Task item. Scan the records below for the line containing "Practice step: identify the side step" and the line containing "Practice step: identify the street". Copy both, plus every line between, exactly.

--- Information provided Enclosed Below ---

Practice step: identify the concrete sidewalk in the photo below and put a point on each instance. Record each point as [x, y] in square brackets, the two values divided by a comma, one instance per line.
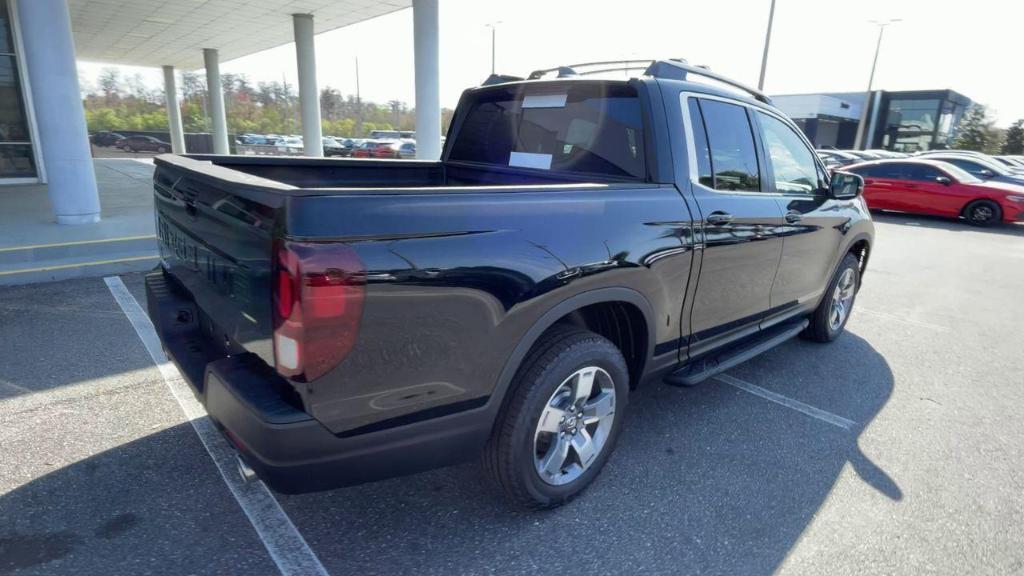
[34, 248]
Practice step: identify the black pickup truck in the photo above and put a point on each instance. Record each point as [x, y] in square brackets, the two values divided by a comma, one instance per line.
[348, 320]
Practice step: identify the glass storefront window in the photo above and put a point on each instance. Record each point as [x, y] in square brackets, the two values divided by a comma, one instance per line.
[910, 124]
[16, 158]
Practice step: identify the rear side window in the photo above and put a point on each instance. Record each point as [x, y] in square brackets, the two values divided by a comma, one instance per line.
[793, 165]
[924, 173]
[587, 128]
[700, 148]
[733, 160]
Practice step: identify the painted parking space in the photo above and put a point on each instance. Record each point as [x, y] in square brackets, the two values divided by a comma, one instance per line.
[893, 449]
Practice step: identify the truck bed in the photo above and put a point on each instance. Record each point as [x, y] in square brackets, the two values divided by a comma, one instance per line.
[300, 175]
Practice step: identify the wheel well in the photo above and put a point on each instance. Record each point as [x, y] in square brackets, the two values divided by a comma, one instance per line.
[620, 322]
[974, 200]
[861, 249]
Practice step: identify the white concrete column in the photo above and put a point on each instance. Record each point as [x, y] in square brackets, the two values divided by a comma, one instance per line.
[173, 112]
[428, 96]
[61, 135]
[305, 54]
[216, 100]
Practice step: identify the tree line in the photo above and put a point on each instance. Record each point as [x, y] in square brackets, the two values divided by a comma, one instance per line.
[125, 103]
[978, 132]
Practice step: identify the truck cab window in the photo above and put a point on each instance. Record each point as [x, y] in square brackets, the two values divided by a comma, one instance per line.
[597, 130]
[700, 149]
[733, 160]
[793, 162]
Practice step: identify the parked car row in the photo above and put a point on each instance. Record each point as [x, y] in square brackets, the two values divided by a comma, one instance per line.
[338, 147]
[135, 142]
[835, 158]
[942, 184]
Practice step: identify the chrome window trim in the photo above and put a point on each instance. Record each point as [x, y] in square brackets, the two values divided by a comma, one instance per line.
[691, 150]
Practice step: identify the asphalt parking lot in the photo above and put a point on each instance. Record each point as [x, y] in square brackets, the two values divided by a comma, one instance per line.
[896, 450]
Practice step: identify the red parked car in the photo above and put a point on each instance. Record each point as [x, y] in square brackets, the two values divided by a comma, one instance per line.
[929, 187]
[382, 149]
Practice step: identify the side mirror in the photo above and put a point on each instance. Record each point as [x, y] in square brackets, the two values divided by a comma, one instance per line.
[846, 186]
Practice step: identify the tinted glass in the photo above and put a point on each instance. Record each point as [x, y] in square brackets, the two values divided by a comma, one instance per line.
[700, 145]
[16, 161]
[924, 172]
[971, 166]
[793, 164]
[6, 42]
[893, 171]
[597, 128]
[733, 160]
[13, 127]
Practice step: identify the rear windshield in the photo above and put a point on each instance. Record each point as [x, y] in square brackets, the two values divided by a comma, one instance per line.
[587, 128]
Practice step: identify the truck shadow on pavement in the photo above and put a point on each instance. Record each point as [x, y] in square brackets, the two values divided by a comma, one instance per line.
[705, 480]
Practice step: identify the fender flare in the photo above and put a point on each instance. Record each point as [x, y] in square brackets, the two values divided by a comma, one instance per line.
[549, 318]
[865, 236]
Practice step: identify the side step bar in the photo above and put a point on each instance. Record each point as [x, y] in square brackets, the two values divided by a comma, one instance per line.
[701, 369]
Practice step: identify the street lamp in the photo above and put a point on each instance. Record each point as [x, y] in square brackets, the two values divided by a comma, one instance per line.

--- End of Enclosed Information provided ---
--- Information provided Enclosed Below ---

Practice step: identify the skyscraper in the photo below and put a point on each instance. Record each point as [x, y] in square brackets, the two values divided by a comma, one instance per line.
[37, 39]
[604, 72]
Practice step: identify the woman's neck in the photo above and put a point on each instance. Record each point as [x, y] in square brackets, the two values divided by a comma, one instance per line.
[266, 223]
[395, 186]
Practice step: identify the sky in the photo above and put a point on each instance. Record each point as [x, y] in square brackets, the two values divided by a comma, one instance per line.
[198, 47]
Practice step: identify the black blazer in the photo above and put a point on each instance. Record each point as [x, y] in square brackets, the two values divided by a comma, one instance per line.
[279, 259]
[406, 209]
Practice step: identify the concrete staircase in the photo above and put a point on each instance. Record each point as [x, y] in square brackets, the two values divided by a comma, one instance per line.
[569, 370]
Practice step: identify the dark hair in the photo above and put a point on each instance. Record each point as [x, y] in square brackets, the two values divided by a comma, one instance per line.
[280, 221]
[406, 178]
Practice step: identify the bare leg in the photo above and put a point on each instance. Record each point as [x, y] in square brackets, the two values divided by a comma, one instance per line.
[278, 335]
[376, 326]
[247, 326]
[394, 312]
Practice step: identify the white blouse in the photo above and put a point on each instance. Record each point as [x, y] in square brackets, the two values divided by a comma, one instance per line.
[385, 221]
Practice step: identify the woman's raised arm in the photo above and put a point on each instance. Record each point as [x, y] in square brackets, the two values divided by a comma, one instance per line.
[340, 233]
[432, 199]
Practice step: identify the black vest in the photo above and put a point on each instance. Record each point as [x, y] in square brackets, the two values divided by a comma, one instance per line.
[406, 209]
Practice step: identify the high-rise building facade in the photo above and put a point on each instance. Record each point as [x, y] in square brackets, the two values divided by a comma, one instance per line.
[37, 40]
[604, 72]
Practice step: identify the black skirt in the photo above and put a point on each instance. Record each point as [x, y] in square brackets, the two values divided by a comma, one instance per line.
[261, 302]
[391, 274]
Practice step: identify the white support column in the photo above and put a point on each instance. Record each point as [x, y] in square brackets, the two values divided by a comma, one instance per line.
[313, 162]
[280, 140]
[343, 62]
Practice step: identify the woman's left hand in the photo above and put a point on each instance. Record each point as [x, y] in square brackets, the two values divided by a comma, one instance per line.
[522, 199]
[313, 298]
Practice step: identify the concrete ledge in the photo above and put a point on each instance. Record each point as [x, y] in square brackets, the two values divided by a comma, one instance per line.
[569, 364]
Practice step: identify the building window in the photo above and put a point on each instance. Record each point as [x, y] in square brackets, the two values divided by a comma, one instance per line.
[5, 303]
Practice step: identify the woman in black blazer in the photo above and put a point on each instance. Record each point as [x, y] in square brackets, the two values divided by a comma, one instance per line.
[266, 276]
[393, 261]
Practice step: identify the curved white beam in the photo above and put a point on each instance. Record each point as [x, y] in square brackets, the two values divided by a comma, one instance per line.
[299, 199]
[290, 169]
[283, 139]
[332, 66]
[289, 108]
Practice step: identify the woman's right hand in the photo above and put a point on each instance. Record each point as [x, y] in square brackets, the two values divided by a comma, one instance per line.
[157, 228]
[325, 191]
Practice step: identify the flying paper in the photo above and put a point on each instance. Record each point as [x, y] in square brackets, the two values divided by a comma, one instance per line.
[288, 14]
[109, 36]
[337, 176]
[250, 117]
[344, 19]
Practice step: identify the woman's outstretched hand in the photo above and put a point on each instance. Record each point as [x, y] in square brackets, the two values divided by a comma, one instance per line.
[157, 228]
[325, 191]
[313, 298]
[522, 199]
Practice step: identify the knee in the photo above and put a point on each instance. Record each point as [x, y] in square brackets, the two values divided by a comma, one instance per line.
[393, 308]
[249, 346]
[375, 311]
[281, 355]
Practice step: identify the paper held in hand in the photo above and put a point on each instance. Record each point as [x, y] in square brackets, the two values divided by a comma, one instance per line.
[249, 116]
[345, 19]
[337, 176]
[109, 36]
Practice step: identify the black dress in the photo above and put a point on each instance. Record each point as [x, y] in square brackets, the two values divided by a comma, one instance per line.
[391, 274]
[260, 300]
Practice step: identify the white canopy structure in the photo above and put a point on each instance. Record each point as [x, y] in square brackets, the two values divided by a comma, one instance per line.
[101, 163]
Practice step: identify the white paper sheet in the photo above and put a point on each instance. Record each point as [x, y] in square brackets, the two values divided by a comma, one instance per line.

--- End of Enclosed Information provided ---

Solution to this task.
Practice step: identify the side step bar in the photo above and put a point on each instance. Record each point as [x, y] in square brackets, the two values divided by a comma, one instance per line.
[701, 369]
Practice step: identify the street lamp in the photo above and put a point on each instance. Record each point as [x, y] in square brackets, the two values divided by a comma, one instance per line.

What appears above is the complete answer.